→ Assignment:
Answer these questions from the travel piece about Corfu.
(a) In which two cities were the layovers on the trip to Corfu?
(b) For how many centuries did the Venetians rule the island?
(c) What does the Durrell family's house in Kalami now operate as?

→ Quoted passage:
Start of Block

“Revenge travel” became a global phenomenon once the travel restrictions were finally lifted after two years of lockdown. People threw caution to the wind and blew their budgets to celebrate escaping the confines of the pandemic. At the time, I received a once-in-a lifetime “revenge travel” invitation from friends who had rented a villa in Corfu, Greece. “Why don’t you join us for a week?”, they asked. This wasn’t just any old villa, but one perched on the highest point of the island, complete with tiered gardens, an infinity pool, sundecks, and spectacular views of the Mediterranean. It would have been rude to not accept.
Getting to Corfu from the southern tip of Africa is tricky. The 24-hour trip consisted of two layovers – first in Istanbul and then in Athens – before catching a small propeller plane to the island. Breaking the return journey seemed like a sensible thing to do, so I opted for a two-night stopover in Athens on the way back. It felt like a good dovetail: same culture, but a bustling urban experience to counterbalance relaxed island life. It turned out to be the perfect combination.
Corfu, I discovered, is different to the whitewashed Greek islands you find in the Aegean Sea. Situated off the western mainland of Greece in the Ionian Sea, very close to Albania, it has a chequered history which gives it a unique micro-culture. In Medieval times, the island was regularly attacked, raided, and occupied by Goths, Saracens, and Normans, and most notably occupied and ruled by the Venetians for four centuries, giving it a distinct Italian history and architectural aesthetic.
Today, there’s an omnipresence of the British Durrell family, brought to life most recently in the 2016 comedy/drama television series, The Durrell’s of Corfu. Living in Corfu from 1935 to 1939, the family’s experience was chronicled by Gerald Durrell, the youngest sibling, in three semi-fictionalised memoirs known as The Corfu Trilogy – the most famous of which is My Family and Other Animals. The books and subsequent television series have ensured a steady flow of tourists to the island, all keen to follow in the footsteps of the family.
The Durrell’s’ house, known as the White House, is situated in Kalami on the northeast coast of the island, and in its restored state, now operates as a restaurant. I spent a day in the Kalami cove, and it quickly became obvious why the family fell in love with this island. It’s small, but vertiginous, and is covered with more than four million olive trees, interspersed with tall, thin cypress trees and surrounded by crystal clear waters.
The geography of the island encourages interesting day trips to the various coves and beaches that differ depending on the side of the island: lapping waters and pebble beaches face the mainland and robust seas and sandy beaches face the Ionian Sea.
While you can make these trips by car, hiring a small boat and going from cove to cove in search of the perfect lunch spot is the ideal way to do it. Each restaurant has its own landing pier where you are eagerly waved in and assisted with docking, but once docked, you are obliged to eat there – so choose wisely!

End of Block

→ Supplied material:
Start of Block

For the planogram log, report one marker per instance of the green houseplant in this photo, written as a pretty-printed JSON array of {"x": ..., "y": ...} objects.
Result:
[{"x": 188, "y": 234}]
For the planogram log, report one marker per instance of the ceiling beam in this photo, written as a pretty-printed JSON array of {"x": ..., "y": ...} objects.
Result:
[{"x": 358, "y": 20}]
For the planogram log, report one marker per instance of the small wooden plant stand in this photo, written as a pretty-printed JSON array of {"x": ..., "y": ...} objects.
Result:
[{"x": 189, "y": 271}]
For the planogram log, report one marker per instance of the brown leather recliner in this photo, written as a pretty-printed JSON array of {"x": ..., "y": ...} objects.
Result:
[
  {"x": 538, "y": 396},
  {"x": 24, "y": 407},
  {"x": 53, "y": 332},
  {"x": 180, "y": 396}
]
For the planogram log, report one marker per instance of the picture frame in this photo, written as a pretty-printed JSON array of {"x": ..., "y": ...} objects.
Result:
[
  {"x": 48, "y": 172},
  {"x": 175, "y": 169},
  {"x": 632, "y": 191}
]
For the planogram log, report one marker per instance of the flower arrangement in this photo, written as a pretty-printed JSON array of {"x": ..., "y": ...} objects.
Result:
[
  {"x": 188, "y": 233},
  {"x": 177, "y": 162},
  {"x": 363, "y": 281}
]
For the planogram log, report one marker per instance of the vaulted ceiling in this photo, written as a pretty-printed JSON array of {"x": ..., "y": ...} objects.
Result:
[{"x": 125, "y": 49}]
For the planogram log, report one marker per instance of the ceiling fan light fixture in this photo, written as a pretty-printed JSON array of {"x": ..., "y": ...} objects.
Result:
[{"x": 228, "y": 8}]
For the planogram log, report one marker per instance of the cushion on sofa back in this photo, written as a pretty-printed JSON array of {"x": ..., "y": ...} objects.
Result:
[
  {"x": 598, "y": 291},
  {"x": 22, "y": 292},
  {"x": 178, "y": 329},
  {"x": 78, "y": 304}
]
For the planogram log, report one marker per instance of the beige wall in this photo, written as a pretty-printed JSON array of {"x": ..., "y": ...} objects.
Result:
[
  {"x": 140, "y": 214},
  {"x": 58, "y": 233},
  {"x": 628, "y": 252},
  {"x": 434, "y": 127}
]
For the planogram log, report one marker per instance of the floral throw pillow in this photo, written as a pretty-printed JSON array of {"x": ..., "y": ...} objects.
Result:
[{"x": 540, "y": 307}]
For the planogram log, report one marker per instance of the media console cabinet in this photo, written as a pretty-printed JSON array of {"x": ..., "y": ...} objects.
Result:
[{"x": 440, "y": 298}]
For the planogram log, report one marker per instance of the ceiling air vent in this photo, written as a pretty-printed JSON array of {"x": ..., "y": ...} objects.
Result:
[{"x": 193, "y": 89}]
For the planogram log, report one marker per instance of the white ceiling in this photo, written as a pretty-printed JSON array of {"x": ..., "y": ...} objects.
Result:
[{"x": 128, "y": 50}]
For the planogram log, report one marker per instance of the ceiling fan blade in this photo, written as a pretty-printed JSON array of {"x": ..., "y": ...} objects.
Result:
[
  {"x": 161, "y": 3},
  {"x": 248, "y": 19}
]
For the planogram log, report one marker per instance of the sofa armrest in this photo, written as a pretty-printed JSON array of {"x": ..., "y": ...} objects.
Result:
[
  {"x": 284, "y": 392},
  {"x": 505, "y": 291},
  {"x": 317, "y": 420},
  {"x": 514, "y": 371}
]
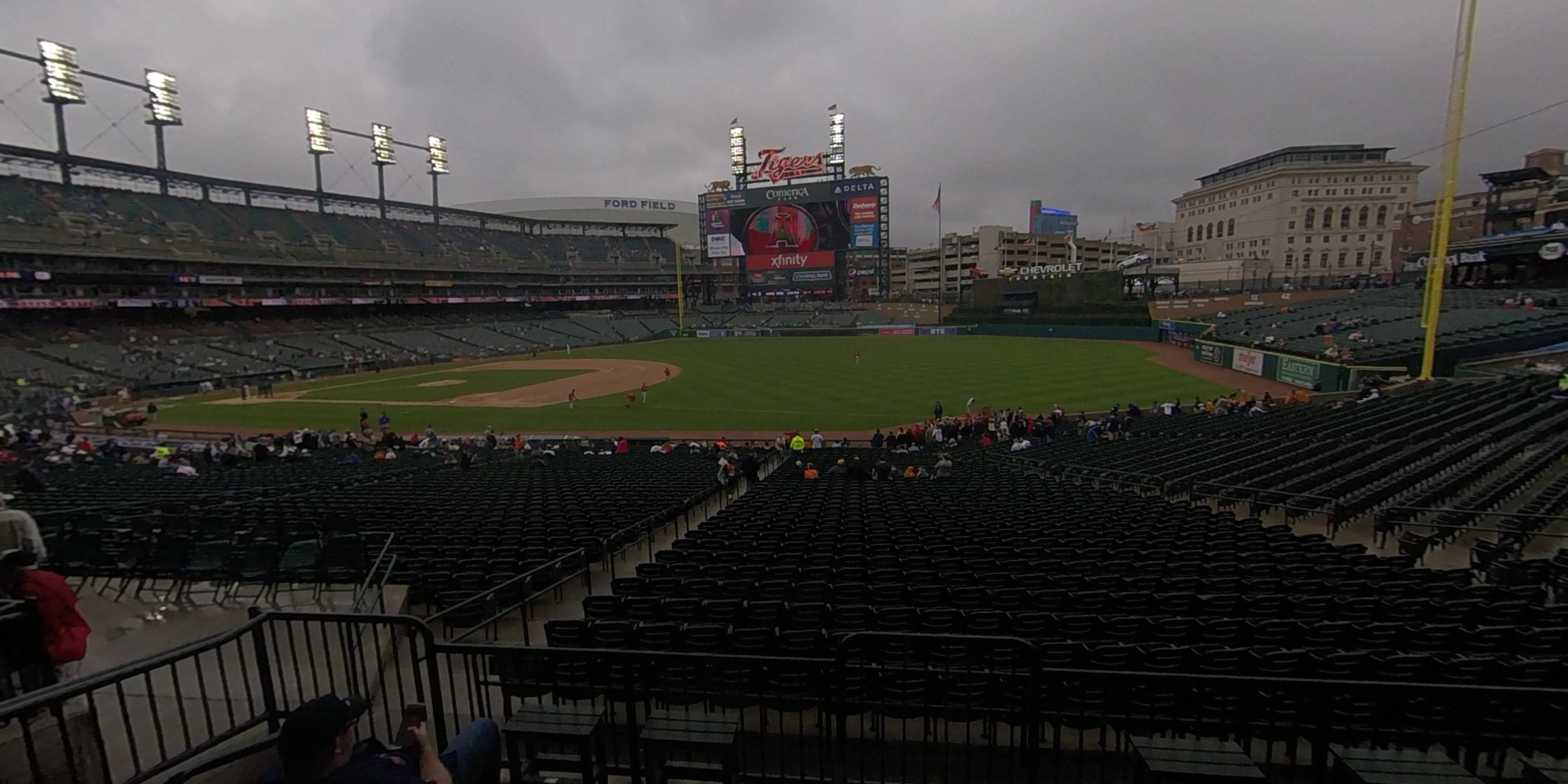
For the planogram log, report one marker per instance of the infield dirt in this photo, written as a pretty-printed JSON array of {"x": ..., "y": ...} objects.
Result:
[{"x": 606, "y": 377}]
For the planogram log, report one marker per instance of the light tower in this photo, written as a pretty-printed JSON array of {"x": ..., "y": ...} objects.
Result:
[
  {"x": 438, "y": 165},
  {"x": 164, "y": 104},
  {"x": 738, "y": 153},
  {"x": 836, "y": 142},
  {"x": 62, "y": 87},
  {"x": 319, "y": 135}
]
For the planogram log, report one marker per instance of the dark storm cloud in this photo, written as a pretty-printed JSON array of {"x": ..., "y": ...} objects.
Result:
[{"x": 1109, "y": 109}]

End of Block
Start of Block

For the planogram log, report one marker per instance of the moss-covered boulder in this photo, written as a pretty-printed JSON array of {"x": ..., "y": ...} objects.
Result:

End of Block

→ Reply:
(a) Istanbul and Athens
(b) Four centuries
(c) A restaurant